▶ Text provided:
Nigeria’s fragile fiscal regime may stall $24bn oil, gas projects
- 13 November 2020 / News / 203 / Emerging Africa
With the continued delay in the passage of the Petroleum Industry Bill (PIB) leading to a frigile fiscal regime mired by uncertainty, the African Energy Chamber (AEC), has said Nigeria and other African countries should expect a capital expenditure (CAPEX) spending cut of $30billion by next year.
Specifically, the Chamber said it expects a CAPEX spending cut of $30billion over the 2020-2021 periods, and has identified a further $80billion of investment whose sanctioning will depend on improving market conditions, along with bold policy and fiscal reforms from African regulators.
The Minister of State for Petroleum Resources, Timipre Sylva, had earlier last month, said the National Assembly shifted the PIB deliberation to the first quarter of next year.
The postponement, according to stakeholders, creates uncertainty in the industry, as operators seek clarity on legislations before making investment decisions.
The AEC, in its African Energy Outlook 2021, disclosed that with the $24 billion loss of investments in the oil and gas sector, Nigeria would account for 30 per cent of the total of $80 billion loss of investments that would be recorded in the petroleum industry across Africa.
The AEC said: “The detrimental impact of COVID-19 on global energy markets is also expected to have an impact on African activity. Compared to pre-COVID19 expectations, about $80 billion less investments are expected in Africa towards 2025, with the years 2020 to 2022 carrying the brunt of the difference.
“Out of these $80 billion, Nigeria is by far the most adversely impacted country with about $24 billion moving out of the 2020-2025 windows.”
According to the Chamber, upcoming gas projects would take a hit and run a risk of delays, while it noted that some oil majors operating in the country had already started shifting the timelines for their gas projects.

▶ Record extracts:

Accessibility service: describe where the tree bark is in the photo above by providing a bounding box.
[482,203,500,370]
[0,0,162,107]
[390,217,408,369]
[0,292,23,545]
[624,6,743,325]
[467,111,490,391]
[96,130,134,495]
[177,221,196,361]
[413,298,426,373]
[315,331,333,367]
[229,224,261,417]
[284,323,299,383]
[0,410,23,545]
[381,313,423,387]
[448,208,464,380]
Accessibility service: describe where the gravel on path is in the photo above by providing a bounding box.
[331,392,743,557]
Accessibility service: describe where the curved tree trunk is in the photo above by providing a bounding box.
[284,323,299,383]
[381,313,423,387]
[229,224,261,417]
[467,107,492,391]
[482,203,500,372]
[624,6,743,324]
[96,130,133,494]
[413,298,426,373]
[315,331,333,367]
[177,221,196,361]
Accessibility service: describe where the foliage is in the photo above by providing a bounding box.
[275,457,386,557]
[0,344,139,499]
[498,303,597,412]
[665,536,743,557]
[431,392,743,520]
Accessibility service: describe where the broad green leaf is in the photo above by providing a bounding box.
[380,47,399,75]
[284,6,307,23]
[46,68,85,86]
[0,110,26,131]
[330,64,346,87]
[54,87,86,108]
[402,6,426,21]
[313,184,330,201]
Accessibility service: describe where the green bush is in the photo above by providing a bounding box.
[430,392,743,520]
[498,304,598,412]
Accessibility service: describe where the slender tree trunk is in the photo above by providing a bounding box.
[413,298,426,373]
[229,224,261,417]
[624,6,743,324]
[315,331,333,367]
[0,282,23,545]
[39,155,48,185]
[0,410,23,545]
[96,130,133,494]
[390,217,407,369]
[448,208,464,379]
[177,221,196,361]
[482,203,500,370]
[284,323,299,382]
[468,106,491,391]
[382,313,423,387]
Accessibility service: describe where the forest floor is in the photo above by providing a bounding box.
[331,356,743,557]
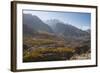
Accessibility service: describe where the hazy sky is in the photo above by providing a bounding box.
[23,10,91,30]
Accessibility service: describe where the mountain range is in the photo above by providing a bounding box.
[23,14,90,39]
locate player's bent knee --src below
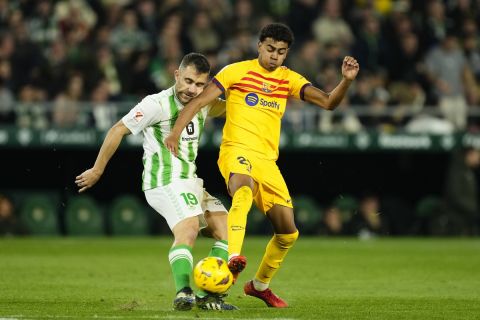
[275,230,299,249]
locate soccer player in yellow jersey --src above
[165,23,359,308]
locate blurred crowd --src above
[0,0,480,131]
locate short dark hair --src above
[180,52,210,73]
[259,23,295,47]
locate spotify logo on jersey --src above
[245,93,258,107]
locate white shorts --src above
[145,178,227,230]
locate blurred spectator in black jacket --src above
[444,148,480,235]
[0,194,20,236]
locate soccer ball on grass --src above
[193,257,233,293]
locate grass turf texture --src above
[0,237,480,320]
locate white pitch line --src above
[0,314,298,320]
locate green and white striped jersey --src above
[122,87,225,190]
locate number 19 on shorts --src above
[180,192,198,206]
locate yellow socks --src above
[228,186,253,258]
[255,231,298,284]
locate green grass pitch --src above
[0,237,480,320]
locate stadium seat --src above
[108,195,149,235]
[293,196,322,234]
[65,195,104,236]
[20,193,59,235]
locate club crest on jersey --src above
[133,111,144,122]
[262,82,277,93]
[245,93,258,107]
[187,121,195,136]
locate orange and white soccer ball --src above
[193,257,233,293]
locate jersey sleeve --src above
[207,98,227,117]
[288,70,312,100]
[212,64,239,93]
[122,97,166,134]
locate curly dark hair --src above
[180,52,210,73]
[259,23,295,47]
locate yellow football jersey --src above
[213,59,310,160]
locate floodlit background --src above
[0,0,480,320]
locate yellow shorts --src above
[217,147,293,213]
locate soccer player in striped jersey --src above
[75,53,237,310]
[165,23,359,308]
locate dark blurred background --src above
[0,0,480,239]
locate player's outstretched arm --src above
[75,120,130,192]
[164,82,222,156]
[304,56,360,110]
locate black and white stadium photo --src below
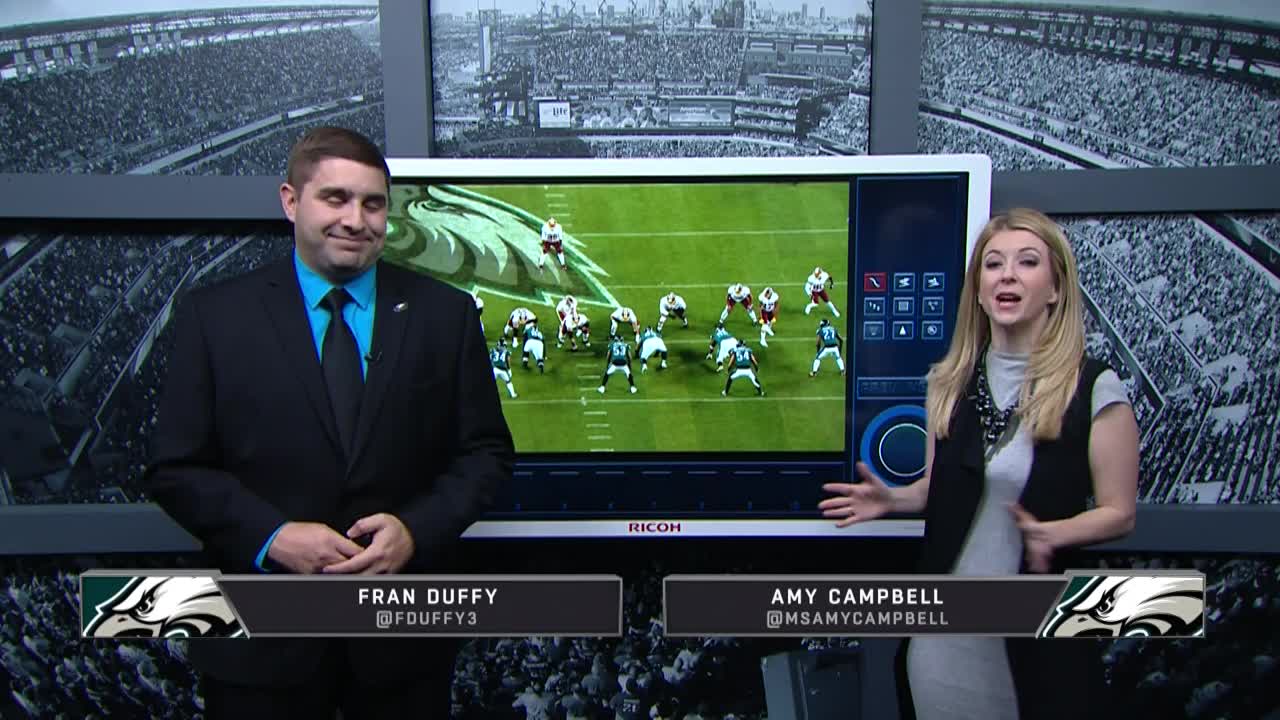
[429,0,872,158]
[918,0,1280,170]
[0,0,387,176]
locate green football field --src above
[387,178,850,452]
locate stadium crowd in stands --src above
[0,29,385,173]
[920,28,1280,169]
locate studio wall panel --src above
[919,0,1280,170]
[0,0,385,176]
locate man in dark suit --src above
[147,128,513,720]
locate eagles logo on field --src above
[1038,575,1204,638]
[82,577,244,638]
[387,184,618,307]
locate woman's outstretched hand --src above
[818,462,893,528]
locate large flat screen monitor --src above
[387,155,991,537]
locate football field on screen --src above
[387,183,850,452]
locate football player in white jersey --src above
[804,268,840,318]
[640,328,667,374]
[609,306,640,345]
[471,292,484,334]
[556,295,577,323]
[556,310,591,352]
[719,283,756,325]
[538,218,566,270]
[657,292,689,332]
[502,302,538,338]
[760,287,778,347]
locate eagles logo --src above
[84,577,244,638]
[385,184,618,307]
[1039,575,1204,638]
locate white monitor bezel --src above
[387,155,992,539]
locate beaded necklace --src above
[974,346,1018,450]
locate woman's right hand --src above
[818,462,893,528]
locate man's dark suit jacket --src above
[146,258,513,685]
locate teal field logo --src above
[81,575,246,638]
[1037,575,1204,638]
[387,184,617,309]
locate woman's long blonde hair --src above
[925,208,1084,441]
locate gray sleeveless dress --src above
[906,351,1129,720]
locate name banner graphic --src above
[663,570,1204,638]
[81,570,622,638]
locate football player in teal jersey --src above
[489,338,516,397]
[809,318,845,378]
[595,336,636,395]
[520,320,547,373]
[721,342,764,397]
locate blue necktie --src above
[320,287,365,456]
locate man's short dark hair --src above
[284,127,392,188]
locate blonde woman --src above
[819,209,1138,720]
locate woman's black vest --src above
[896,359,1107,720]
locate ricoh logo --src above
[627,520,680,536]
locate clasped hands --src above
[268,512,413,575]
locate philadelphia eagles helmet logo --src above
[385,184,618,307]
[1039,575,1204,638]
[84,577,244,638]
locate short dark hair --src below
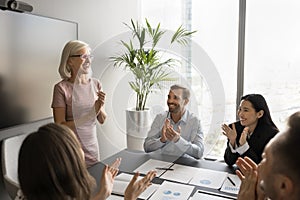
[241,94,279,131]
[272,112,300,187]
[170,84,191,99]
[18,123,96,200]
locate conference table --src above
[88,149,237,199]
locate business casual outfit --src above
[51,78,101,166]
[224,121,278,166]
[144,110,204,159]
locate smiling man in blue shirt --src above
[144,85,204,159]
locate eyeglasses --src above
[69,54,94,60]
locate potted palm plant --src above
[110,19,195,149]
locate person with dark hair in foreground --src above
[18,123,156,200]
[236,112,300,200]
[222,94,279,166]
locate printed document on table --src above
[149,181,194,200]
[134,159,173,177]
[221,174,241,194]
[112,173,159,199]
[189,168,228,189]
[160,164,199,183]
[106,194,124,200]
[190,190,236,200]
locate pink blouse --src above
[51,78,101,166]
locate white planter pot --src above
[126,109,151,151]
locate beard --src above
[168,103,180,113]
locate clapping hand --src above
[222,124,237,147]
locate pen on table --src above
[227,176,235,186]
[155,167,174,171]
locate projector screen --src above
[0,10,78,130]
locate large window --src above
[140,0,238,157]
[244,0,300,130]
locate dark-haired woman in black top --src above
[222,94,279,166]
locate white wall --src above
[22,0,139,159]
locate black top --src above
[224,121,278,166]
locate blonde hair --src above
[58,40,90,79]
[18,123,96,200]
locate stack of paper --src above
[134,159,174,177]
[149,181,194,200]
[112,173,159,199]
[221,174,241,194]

▶ Activity list:
**a)** In the article on Nigeria's oil and gas investment, what share of Africa's total $80 billion investment loss would Nigeria account for?
**b)** Translate this sentence from the article on Nigeria's oil and gas investment into Spanish: "The postponement, according to stakeholders, creates uncertainty in the industry, as operators seek clarity on legislations before making investment decisions."
**c)** Write the next few paragraphs of the article on Nigeria's oil and gas investment, picking up after its final sentence.

▶ Exercise responses:
**a)** 30 per cent

**b)** El aplazamiento, según las partes interesadas, genera incertidumbre en la industria, ya que los operadores buscan claridad sobre la legislación antes de tomar decisiones de inversión.

**c)**
It said: “The majority of the projects in Africa that were up for sanctioning were planned assuming an oil price of between $55 and $60 per barrel, bbl. The oil price currently hovering around $40/bbl therefore spells bad news, especially as the top upcoming Final Investment Decisions, FID, in Africa have a breakeven crude price of over $45/bbl, with some even close to $60/bbl.
“ENI and ExxonMobil have both stated that they will focus on developing projects with a breakeven crude price of less than $35/bbl.
“In its latest announcement, Shell distanced itself from deep-water mega-projects off the coast of Nigeria, placing the Bonga Southwest-Aparo, a 150,000 barrels of oil per day, bpd, Floating, Production, Storage and Offloading, FPSO, development that was soon coming up for FID, on the backburner for now.
“Upcoming gas projects will also take a hit and run a risk of delays. Although Nigeria approved the development of NLNG train 7 last year, the upstream gas developments that were planned to supply feedgas to this development might now take a back seat.”
The chamber therefore rallied industry stakeholders to work together on a reform agenda to keep African natural resources competitive and create jobs.
“South Western Africa is expected to emerge as the next energy frontier on the continent on the back of high-impact wells coming up in 2021 and 2022; the continent’s production of oil and gas is expected to increase in 2021 as OPEC’s sanctions ease and on the back of increase oil output from Libya and increased gas production from Algeria and Egypt.
“The pandemic notably came at a particularly difficult moment in Africa, exacerbating already challenging market conditions on the back of a competitive American shale industry, the delaying of major projects due to regulatory uncertainty, and increasing global attention to decarbonisation,” it added.
Executive Chairman of the African Energy Chamber, Nj Ayuk, said: ‘’It goes without saying that Africa has witnessed its fair share of difficult times this year. Even though oil and gas activities have taken a hit, optimism surrounding African projects, fiscal regime and investments still exist but requires all of us as stakeholders to do more. There has always been opportunity in drastic and unprecedented times, which gives us a lot to look forward to.”
‘’The report highlights the expected outcome of post-COVID-19 mitigation strategies to the African energy sector in 2021 and beyond. It also assesses Africa’s competitiveness compared with other frontiers, and highlights the countless opportunities that continue to emerge and exist across our entire energy value chain. We look forward to this report serving as a basis for sound decisions towards a thriving energy industry in Africa,’’ said the Chamber Senior-Vice President, Verner Ayukegba.